• [Data provided]:
>>>>
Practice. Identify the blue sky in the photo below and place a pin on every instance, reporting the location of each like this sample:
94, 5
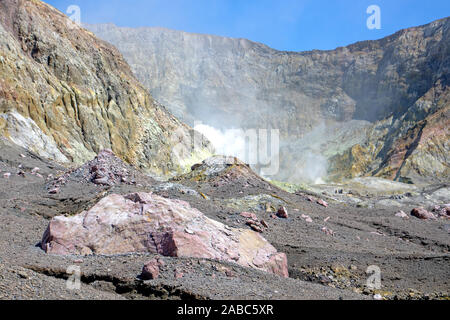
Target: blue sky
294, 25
<<<<
>>>>
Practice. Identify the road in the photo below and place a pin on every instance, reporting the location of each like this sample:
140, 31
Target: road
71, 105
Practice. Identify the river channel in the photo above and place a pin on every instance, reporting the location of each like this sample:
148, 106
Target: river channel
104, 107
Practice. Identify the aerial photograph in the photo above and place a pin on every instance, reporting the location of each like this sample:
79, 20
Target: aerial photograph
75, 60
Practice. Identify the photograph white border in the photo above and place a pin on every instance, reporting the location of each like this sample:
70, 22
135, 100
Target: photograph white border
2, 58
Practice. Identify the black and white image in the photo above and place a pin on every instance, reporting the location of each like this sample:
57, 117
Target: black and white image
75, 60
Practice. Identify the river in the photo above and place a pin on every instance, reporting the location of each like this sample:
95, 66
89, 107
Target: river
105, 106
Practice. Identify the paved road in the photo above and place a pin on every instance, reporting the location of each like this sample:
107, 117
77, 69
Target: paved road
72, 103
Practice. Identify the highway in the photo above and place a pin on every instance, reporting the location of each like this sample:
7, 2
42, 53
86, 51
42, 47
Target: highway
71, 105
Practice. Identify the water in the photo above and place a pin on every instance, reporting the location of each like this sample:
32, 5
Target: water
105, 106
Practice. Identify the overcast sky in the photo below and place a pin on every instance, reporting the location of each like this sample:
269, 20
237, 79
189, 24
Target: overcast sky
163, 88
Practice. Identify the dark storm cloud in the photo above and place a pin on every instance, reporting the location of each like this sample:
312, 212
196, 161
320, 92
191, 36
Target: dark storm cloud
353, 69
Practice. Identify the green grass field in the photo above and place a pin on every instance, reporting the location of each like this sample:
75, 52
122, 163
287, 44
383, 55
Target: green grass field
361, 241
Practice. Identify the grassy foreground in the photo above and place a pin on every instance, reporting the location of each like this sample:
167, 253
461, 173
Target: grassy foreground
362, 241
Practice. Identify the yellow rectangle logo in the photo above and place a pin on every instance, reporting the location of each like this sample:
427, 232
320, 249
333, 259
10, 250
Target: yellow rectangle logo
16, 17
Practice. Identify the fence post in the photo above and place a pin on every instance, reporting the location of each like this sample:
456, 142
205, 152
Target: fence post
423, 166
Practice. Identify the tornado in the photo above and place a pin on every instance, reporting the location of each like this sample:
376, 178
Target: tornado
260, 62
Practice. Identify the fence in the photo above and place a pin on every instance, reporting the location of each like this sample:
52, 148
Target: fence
<<<<
>>>>
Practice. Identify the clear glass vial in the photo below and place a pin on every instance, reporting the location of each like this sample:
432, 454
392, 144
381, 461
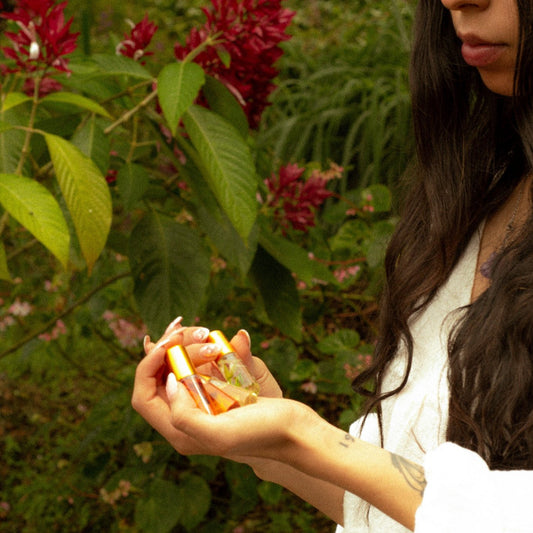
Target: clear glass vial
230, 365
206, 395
<<<<
• [Given task]: Show every line of the listing above that contains the string "grassy", treating uppercase and lowercase letters as distinct.

• [Correct output]:
Practice. Identify the grassy foreground in the photo above and place a pin on every instance, reporting the location of each like this sample:
Target: grassy foreground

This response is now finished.